Record set:
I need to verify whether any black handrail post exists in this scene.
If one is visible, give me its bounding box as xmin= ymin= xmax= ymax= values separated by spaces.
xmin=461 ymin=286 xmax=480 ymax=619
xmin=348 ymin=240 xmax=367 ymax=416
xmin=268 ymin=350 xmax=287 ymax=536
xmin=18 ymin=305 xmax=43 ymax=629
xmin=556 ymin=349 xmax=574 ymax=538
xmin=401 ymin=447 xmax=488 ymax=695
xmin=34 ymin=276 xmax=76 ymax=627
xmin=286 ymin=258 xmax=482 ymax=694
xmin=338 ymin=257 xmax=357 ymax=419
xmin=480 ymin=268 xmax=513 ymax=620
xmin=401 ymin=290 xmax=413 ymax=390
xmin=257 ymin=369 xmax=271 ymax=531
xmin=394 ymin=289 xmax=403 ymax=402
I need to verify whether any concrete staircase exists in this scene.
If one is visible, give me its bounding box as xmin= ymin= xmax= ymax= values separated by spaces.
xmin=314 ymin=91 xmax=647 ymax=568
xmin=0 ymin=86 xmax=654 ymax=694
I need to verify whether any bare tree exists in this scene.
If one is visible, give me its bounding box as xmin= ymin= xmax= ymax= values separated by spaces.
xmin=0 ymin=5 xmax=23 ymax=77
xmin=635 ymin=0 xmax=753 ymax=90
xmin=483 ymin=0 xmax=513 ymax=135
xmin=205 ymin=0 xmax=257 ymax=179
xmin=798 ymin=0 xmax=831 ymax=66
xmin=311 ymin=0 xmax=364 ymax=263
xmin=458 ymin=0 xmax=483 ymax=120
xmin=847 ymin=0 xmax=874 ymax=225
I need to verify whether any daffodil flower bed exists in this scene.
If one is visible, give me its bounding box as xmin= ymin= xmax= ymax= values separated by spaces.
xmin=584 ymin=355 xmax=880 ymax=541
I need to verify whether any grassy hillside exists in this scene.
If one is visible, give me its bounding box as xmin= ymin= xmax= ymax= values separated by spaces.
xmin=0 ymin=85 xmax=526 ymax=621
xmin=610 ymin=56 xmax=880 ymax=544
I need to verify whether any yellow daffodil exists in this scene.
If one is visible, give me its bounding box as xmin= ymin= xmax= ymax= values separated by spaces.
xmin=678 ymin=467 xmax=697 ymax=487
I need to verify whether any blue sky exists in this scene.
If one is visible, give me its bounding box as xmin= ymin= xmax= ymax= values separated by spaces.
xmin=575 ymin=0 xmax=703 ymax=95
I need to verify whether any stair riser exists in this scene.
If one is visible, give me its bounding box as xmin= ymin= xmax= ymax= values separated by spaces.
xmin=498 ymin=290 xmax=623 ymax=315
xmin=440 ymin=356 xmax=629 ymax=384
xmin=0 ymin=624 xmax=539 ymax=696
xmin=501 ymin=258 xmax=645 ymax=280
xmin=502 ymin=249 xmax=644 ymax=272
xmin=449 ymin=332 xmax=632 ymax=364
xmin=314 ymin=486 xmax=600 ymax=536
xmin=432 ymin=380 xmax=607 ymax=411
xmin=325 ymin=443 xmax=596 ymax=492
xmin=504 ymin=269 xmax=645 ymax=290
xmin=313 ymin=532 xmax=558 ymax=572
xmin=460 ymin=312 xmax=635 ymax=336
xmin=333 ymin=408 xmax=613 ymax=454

Given instruction:
Could you reproduce every item above word for word, from the first through the last?

Response below:
I need to verify whether any black handrail post exists in this scene.
If one is visible, give me its bounding box as xmin= ymin= xmax= ymax= values separated by spaces.
xmin=461 ymin=286 xmax=480 ymax=619
xmin=348 ymin=240 xmax=367 ymax=416
xmin=268 ymin=350 xmax=287 ymax=536
xmin=18 ymin=305 xmax=43 ymax=629
xmin=556 ymin=349 xmax=574 ymax=538
xmin=401 ymin=447 xmax=488 ymax=695
xmin=34 ymin=276 xmax=76 ymax=627
xmin=286 ymin=258 xmax=482 ymax=694
xmin=338 ymin=257 xmax=357 ymax=419
xmin=480 ymin=268 xmax=513 ymax=620
xmin=401 ymin=290 xmax=413 ymax=390
xmin=257 ymin=369 xmax=271 ymax=531
xmin=394 ymin=289 xmax=403 ymax=402
I need to verify whether any concrete staircase exists in this scene.
If one is visible, give me its bounding box as xmin= ymin= xmax= ymax= values separated by spaces.
xmin=314 ymin=91 xmax=647 ymax=568
xmin=0 ymin=86 xmax=654 ymax=694
I need to verify whether any bare tree exists in this scene.
If one is visible, give me its bounding box as xmin= ymin= xmax= ymax= values separated by spaces.
xmin=0 ymin=5 xmax=23 ymax=77
xmin=635 ymin=0 xmax=753 ymax=90
xmin=483 ymin=0 xmax=513 ymax=135
xmin=205 ymin=0 xmax=257 ymax=179
xmin=798 ymin=0 xmax=831 ymax=66
xmin=311 ymin=0 xmax=364 ymax=263
xmin=458 ymin=0 xmax=483 ymax=120
xmin=847 ymin=0 xmax=874 ymax=225
I need to verify whether any daffodil flower bed exists in this scene.
If one is visible, give me its bounding box as xmin= ymin= xmax= ymax= values separated by spaces.
xmin=584 ymin=355 xmax=880 ymax=541
I need to verify whether any grassy hillside exists in this scene.
If one is visible, give me its bounding box as xmin= ymin= xmax= ymax= values separated by spaces.
xmin=0 ymin=85 xmax=526 ymax=621
xmin=610 ymin=56 xmax=880 ymax=544
I need to verify whether any yellow daffodil exists in this scene.
If one is visible, give me its bounding box as xmin= ymin= xmax= ymax= values separated by spaces.
xmin=678 ymin=467 xmax=697 ymax=487
I need to verify whether any blue sky exists in this scene.
If one is visible, give me its bounding box as xmin= ymin= xmax= ymax= values separated by spaces.
xmin=575 ymin=0 xmax=703 ymax=95
I need to verify whether any stair riser exists in this scene.
If one is visible, give me its bounding box as xmin= ymin= xmax= ymax= values separated by spaces.
xmin=498 ymin=290 xmax=623 ymax=315
xmin=440 ymin=356 xmax=629 ymax=384
xmin=0 ymin=624 xmax=539 ymax=696
xmin=501 ymin=258 xmax=645 ymax=280
xmin=502 ymin=249 xmax=644 ymax=272
xmin=449 ymin=332 xmax=632 ymax=364
xmin=314 ymin=486 xmax=600 ymax=536
xmin=432 ymin=380 xmax=607 ymax=411
xmin=325 ymin=443 xmax=596 ymax=492
xmin=504 ymin=269 xmax=645 ymax=290
xmin=313 ymin=532 xmax=558 ymax=572
xmin=460 ymin=312 xmax=635 ymax=336
xmin=333 ymin=408 xmax=613 ymax=454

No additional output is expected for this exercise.